## TASK TO CARRY OUT
From the line containing "Target: gray wall" down to the last line of the material, return those lines verbatim and only those.

>>>>>

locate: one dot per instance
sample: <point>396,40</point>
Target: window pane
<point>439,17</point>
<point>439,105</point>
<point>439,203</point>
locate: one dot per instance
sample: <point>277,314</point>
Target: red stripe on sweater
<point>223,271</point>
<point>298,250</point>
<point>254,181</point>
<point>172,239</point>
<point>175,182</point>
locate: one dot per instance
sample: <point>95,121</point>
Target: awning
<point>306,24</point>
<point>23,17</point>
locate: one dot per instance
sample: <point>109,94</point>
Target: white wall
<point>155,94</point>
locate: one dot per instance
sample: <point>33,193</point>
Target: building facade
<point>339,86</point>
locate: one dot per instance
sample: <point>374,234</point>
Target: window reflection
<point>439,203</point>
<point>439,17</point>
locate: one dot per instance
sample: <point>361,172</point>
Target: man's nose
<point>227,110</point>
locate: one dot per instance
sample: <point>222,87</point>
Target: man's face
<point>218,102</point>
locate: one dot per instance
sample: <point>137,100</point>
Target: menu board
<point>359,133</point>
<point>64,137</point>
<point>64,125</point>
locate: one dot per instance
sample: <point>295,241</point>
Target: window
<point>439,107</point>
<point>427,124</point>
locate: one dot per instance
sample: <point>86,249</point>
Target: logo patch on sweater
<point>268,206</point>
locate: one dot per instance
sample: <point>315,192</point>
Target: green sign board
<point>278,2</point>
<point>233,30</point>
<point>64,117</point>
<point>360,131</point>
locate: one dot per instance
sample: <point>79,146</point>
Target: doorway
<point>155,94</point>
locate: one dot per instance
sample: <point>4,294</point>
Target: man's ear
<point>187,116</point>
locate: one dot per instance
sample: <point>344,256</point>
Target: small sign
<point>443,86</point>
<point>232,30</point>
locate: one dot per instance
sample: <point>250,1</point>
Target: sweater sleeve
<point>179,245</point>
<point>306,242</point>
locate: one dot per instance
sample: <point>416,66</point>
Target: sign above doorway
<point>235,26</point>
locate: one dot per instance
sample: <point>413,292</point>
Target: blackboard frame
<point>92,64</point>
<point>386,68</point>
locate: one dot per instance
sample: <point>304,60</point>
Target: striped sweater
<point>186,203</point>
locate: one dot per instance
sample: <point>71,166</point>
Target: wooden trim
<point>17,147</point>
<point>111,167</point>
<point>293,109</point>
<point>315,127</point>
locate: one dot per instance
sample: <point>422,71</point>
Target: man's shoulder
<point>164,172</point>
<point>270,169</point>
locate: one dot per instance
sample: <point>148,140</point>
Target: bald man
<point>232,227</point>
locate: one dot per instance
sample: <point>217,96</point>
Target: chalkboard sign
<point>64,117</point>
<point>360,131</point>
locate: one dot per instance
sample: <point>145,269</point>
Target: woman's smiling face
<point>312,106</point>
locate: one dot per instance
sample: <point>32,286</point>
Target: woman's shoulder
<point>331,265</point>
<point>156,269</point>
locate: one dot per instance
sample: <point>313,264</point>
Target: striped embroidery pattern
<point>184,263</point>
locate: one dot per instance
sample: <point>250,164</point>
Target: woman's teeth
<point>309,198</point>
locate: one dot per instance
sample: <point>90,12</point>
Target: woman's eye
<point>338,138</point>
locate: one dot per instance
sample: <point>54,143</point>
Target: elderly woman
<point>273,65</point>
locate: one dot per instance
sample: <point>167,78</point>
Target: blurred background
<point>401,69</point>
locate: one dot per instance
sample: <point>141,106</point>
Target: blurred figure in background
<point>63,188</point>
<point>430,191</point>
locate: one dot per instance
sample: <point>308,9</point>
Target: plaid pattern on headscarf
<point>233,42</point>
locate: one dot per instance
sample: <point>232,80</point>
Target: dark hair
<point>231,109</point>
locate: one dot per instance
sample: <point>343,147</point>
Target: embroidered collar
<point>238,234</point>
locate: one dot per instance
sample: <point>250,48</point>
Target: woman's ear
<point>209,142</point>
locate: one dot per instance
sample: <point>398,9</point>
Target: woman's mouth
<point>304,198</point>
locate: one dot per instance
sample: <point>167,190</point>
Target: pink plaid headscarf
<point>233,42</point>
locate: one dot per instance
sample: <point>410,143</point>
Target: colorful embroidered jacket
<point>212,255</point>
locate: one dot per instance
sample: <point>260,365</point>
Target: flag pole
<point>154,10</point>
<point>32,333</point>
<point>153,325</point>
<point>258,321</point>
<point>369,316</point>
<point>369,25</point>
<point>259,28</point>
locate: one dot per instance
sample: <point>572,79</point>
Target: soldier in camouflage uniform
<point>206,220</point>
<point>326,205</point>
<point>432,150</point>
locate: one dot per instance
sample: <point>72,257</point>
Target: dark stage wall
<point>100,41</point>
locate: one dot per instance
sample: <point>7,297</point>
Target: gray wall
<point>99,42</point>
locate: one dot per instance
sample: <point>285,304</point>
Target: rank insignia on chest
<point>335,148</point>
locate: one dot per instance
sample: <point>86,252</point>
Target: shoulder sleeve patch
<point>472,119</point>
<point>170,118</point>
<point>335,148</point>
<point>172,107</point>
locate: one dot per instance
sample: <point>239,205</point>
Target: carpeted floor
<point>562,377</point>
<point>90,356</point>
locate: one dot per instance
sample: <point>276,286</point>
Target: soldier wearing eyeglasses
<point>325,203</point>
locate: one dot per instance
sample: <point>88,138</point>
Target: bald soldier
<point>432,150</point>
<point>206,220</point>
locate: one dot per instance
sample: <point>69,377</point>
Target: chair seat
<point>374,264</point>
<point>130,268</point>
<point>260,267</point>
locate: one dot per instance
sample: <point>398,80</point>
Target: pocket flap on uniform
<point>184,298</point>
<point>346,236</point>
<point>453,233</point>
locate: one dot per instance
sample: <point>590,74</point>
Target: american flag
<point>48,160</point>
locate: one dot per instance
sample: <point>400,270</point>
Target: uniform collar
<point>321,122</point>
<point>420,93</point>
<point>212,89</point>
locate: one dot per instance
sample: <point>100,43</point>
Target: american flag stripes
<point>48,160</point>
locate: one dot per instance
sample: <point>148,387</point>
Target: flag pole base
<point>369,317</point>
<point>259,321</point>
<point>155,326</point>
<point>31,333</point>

<<<<<

## SOLUTION TO THIS PROBLEM
Target: gray wall
<point>99,42</point>
locate: one dot per instance
sample: <point>285,304</point>
Target: rank insignia on chest
<point>335,148</point>
locate: one dot per instance
sample: <point>86,252</point>
Target: shoulder sleeve patch
<point>472,119</point>
<point>170,118</point>
<point>335,148</point>
<point>172,107</point>
locate: one dot per instance
sample: <point>239,205</point>
Target: carpeted floor
<point>562,377</point>
<point>90,356</point>
locate: one dot per instance
sample: <point>276,286</point>
Target: soldier wearing eyeglasses
<point>325,203</point>
locate: one dot per instance
sample: <point>88,138</point>
Target: bald soldier
<point>432,150</point>
<point>206,220</point>
locate: one dot per instance
sample: <point>69,377</point>
Target: chair seat
<point>374,264</point>
<point>130,268</point>
<point>260,267</point>
locate: one dot per instance
sample: <point>398,80</point>
Target: pocket flap on uniform
<point>184,298</point>
<point>346,236</point>
<point>453,233</point>
locate: one dot per instance
sample: <point>590,74</point>
Target: american flag
<point>48,160</point>
locate: one dot per instance
sample: <point>400,270</point>
Target: uniform collar
<point>321,122</point>
<point>420,93</point>
<point>212,89</point>
locate: one dot per instance
sample: <point>100,43</point>
Target: american flag stripes
<point>48,160</point>
locate: one dot per instance
sample: <point>148,387</point>
Target: flag pole base
<point>369,317</point>
<point>259,321</point>
<point>155,326</point>
<point>31,333</point>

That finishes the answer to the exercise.